* STATED PROBLEM: Switch every "instance" in these lines to "object", and reproduce the lines with nothing else altered.

####################

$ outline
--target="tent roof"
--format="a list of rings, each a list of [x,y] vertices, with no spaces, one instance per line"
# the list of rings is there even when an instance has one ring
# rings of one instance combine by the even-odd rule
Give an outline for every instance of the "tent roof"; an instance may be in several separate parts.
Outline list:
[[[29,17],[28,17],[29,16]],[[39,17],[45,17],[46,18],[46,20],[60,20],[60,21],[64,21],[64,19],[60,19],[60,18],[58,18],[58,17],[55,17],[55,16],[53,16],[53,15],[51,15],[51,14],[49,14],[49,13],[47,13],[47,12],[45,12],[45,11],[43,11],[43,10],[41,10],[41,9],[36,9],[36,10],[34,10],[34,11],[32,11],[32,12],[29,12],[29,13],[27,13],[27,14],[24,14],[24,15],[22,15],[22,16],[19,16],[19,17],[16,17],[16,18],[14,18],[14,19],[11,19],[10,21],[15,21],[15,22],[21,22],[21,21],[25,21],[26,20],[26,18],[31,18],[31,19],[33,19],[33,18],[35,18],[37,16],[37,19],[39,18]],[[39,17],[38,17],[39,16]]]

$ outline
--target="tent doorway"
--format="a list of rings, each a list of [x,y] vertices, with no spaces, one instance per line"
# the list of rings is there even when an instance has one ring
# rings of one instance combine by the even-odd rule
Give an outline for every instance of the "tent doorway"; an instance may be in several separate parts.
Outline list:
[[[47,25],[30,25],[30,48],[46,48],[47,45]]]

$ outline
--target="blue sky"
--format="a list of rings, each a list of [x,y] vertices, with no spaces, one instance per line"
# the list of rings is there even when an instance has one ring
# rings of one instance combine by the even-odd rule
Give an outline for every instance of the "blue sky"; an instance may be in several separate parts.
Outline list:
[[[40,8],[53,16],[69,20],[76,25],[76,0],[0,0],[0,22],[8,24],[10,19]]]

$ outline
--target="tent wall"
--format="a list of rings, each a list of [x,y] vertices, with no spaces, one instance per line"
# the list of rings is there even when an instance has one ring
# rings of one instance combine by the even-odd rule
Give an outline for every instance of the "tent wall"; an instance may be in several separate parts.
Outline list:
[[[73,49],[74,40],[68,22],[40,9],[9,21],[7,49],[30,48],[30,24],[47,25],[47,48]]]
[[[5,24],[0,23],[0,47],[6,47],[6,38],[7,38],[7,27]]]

####################

* RESULT FOR THIS EXERCISE:
$ outline
--target="tent roof"
--format="a list of rings, each a list of [x,y] vertices, with no spaces, one object per line"
# the list of rings is there even when an object has one ring
# rings of one object combine by the even-odd rule
Give an outline for every object of the "tent roof"; an object may be in several separate parts.
Outline list:
[[[29,17],[28,17],[29,16]],[[39,17],[45,17],[46,18],[46,20],[60,20],[60,21],[64,21],[64,19],[60,19],[60,18],[58,18],[58,17],[55,17],[55,16],[53,16],[53,15],[51,15],[51,14],[49,14],[49,13],[47,13],[47,12],[45,12],[45,11],[43,11],[43,10],[41,10],[41,9],[36,9],[36,10],[34,10],[34,11],[32,11],[32,12],[29,12],[29,13],[27,13],[27,14],[24,14],[24,15],[22,15],[22,16],[19,16],[19,17],[16,17],[16,18],[14,18],[14,19],[11,19],[10,21],[15,21],[15,22],[21,22],[21,21],[25,21],[26,20],[26,18],[31,18],[31,19],[33,19],[33,18],[35,18],[37,16],[37,19],[39,18]],[[39,17],[38,17],[39,16]]]

$ outline
--target="tent doorway"
--format="a list of rings, each a list of [x,y] vertices, with no spaces, one object per line"
# the list of rings is there even when an object has one ring
# rings of one object combine by the even-odd rule
Give an outline for every object of the "tent doorway"; an object may be in several separate parts.
Outline list:
[[[47,25],[30,25],[30,48],[46,48],[47,45]]]

$ outline
--target="blue sky"
--format="a list of rings, each a list of [x,y] vertices, with no spaces, one object per line"
# the list of rings is there even when an object has one ring
# rings of one object combine by the even-odd rule
Give an outline for every object of the "blue sky"; an object may be in several separate parts.
Outline list:
[[[40,8],[53,16],[69,20],[76,25],[76,0],[0,0],[0,22],[8,24],[10,19]]]

$ outline
--target="tent wall"
--format="a list of rings, each a list of [x,y] vertices, with no spaces, one object per line"
# the list of rings is there even when an object has one ring
# rings of one object combine by the even-odd rule
Give an outline for every object of the "tent wall"; an object may be in several separate parts.
Outline list:
[[[73,49],[74,40],[68,22],[40,9],[9,21],[7,49],[30,48],[30,24],[47,25],[47,48]]]
[[[5,24],[0,23],[0,47],[6,47],[6,38],[7,38],[7,27]]]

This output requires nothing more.